▶ [Quoted passage]:
------------------------

= Canadian International Trade Tribunal =

The Canadian International Trade Tribunal (CITT) is an independent quasi-judicial body operating in Canada's trade system. The administrative tribunal reports to Parliament through the Minister of Finance. The Tribunal was established on December 31, 1988, and is based in Ottawa, Ontario. The Tribunal is composed of a chairperson and up to six permanent members appointed by the Governor-in-council. Temporary members may also be appointed. It replaced the Canadian Import Tribunal.

------------------------

▶ [Data]:

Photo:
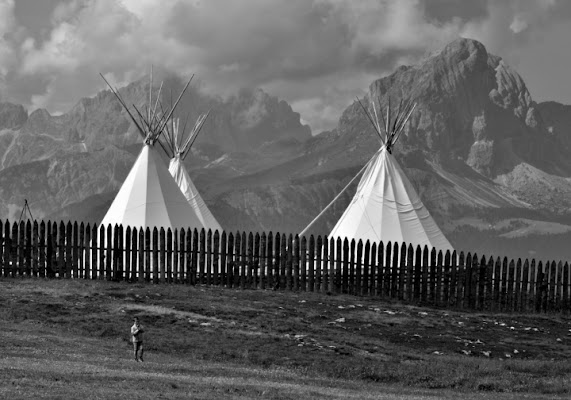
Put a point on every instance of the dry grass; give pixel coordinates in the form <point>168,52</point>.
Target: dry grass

------------------------

▶ [Set task A]: Quote the passage on the Canadian International Trade Tribunal from "The Canadian International" to "Canadian Import Tribunal.".
▶ [Set task B]: Extend the passage on the Canadian International Trade Tribunal, beginning after its final sentence.
The data have no connection to the passage on the Canadian International Trade Tribunal.

▶ [Final answer A]:
The Canadian International Trade Tribunal (CITT) is an independent quasi-judicial body operating in Canada's trade system. The administrative tribunal reports to Parliament through the Minister of Finance. The Tribunal was established on December 31, 1988, and is based in Ottawa, Ontario. The Tribunal is composed of a chairperson and up to six permanent members appointed by the Governor-in-council. Temporary members may also be appointed. It replaced the Canadian Import Tribunal.

▶ [Final answer B]:
The Tribunal is mandated to act within five key areas:

- Anti-dumping injury inquiries: To inquire into and decide whether dumped and/or subsidized imports have caused, or are threatening to cause, injury to a domestic industry
- Procurement inquiries: To inquire into complaints by potential suppliers concerning procurement by the federal government and decide whether the federal government breached its obligations under certain trade agreements to which Canada is party
- Customs and excise appeals: To hear and decide appeals of decisions of the Canada Border Services Agency made under the Customs Act and the Special Import Measures Act (SIMA) and of the Minister of National Revenue made under the Excise Tax Act
- Economic and tariff inquiries: To inquire into and provide advice on such economic, trade and tariff issues as are referred to the Tribunal by the Governor in Council or the Minister of Finance
- Safeguard inquiries: To inquire into complaints by domestic producers that increased imports are causing, or threatening to cause, injury to domestic producers and, as directed, make recommendations to the Government on an appropriate remedy

== See also ==
- Canada Border Services Agency
- General Agreement on Tariffs and Trade (GATT)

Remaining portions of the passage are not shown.